[Records from a dataset]
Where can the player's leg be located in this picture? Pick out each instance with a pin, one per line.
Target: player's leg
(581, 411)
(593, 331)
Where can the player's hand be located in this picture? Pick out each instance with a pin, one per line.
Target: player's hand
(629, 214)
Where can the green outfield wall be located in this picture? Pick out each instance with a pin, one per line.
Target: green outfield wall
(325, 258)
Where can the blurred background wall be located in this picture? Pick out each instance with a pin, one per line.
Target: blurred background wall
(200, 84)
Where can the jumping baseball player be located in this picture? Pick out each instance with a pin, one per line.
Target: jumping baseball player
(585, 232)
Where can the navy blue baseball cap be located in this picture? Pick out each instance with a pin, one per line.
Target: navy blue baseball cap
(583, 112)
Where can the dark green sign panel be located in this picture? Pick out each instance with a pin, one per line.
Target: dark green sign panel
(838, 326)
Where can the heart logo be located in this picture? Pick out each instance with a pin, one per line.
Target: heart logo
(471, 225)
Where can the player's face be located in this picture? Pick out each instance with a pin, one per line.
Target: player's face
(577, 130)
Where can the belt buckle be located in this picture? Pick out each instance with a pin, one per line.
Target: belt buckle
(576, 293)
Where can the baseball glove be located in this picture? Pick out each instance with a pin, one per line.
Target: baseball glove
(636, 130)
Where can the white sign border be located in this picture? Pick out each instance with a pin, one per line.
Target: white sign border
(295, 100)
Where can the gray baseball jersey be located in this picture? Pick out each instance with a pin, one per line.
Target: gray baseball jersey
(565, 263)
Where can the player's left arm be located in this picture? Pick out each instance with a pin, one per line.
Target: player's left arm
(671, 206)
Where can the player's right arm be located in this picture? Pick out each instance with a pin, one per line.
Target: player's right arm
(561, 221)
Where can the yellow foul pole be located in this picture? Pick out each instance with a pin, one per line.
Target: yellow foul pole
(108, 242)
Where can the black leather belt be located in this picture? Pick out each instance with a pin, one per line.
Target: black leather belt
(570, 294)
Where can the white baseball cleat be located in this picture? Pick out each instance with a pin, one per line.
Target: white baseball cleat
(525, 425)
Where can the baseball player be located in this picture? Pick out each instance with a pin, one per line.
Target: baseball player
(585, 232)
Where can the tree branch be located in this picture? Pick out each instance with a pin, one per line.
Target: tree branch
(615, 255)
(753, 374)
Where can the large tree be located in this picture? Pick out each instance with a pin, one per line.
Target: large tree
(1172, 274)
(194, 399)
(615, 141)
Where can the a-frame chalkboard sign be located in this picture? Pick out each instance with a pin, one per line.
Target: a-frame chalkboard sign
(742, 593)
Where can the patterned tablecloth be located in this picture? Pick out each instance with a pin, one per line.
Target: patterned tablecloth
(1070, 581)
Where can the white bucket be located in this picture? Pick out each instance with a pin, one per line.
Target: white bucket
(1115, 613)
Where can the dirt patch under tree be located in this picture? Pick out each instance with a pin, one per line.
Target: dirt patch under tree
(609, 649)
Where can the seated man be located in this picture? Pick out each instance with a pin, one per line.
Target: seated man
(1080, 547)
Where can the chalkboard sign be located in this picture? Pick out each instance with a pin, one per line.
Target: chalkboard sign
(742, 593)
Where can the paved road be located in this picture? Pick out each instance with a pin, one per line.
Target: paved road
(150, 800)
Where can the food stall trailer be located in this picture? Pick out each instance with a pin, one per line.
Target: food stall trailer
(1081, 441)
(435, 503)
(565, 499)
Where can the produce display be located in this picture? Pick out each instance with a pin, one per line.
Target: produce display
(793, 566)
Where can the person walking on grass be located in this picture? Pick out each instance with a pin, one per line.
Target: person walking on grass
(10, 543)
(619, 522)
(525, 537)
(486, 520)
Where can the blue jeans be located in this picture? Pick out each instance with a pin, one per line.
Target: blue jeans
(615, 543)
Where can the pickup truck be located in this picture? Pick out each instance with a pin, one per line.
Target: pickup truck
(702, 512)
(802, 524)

◆ Work request
Please write out every line of the data exactly.

◆ Written answer
Where can the player's leg be located in this picture? Pick out each instance with a pin, one per line.
Target: player's leg
(581, 411)
(593, 331)
Where can the player's hand be located in this picture? Pick out each instance with a pin, one per line.
Target: player's hand
(629, 214)
Where can the green outfield wall be located in this picture? Pick out each instance with a pin, one per line.
Target: green outfield wall
(325, 258)
Where can the blurred background wall be located in this picture? Pick out each instance with a pin, one per line.
Target: blurred background wall
(200, 84)
Where can the jumping baseball player be located in this picture? Pick out each instance with a pin, one per line.
Target: jumping baseball player
(585, 232)
Where can the navy blue baseball cap be located in this picture? Pick out each instance with a pin, one per line.
Target: navy blue baseball cap
(583, 112)
Where can the dark green sign panel be located in this picture? Pick out each instance with a pin, one per line.
Target: dark green sign panel
(838, 326)
Where can the heart logo be located in this picture? Pick out each instance with a pin, one per line.
Target: heart logo
(471, 225)
Where can the player's face be located in this picture? Pick out each instance with a pin, one per line.
Target: player's face
(577, 130)
Where can the belt buckle be located in this picture? Pick out each instance with a pin, one per line.
Target: belt buckle
(576, 293)
Where can the baseball glove be located in this picture? Pick out each instance with a pin, one per line.
Target: baseball glove
(636, 130)
Where can the white sign border be located in this picture? Pick out each instance with a pin, one per line.
Target: white sign border
(295, 100)
Where can the gray baseball jersey be located in this picture? Pick out each instance with a pin, one per line.
Target: gray baseball jersey
(565, 263)
Where can the player's left arm be located in this picture? Pick out each instance with a pin, one per line.
Target: player's left arm
(671, 206)
Where can the player's right arm be located in this picture? Pick out each instance with a pin, one per line.
Target: player's right arm
(561, 221)
Where can the yellow foul pole be located in this picture? Pick out each instance with a pin, one per line.
Target: yellow foul pole
(108, 242)
Where can the black leather belt be located in this picture? Pick out each instance with a pin, one per line.
Target: black leather belt
(570, 294)
Where can the white baseball cleat be located in this picture? Pick out each instance with a pin, one per line.
Target: white baseball cleat
(525, 425)
Where can the baseball player be located in this picture? Pick out each instance with a pin, one per line.
Target: baseball player
(585, 232)
Where can the tree branch be located in this picture? Pick out each instance with a pin, one per line.
Target: tree branch
(615, 255)
(753, 374)
Where can the large tree be located in this picture? Pick out each instance with a pin, one per line.
Target: large tree
(1172, 274)
(194, 399)
(615, 141)
Where can the a-frame chalkboard sign be located in this picture? Pick out each instance with a pin, one per line.
Target: a-frame chalkboard sign
(742, 593)
Where can the patterned tablecloth be located in this picture? Pick out each instance with a pin, one per line.
Target: patterned tablecloth
(1070, 581)
Where can the white bucket be located in this picture? Pick out each instance with a pin, one per line.
Target: white bucket
(1115, 613)
Where can the dirt patch under tree be located in this picture? Pick out each instance with a pin, one per line.
Target: dirt patch under tree
(609, 649)
Where can the seated man be located in this picture? Pick out each instance with a pin, one per line.
Target: seated man
(1080, 547)
Where can the chalkboard sign be located in this picture? Pick out each instance with a pin, one per line.
Target: chalkboard sign
(742, 593)
Where can the paved road be located in this picture? Pick out each instance with a pin, one per line.
Target: paved road
(150, 800)
Where can the food stall trailer be located in this picture? Pick out each instance with a pin, one per line.
Target: food stall trailer
(1081, 441)
(435, 503)
(565, 499)
Where can the produce display be located in this picture? Pick out each instance with a pin, one per line.
Target: produce display
(793, 566)
Where can the person walking on grass be located in this picture? Pick out each instance with a pin, one per line.
Target: person walking on grass
(10, 543)
(619, 522)
(525, 537)
(486, 520)
Where can the blue jeans be located in this picture? Pick out each instance with a pin, one per line.
Target: blue jeans
(615, 543)
Where can the pickup truck be located in this picture? Pick out each instance with a pin, one per line.
Target: pickup truck
(702, 512)
(802, 524)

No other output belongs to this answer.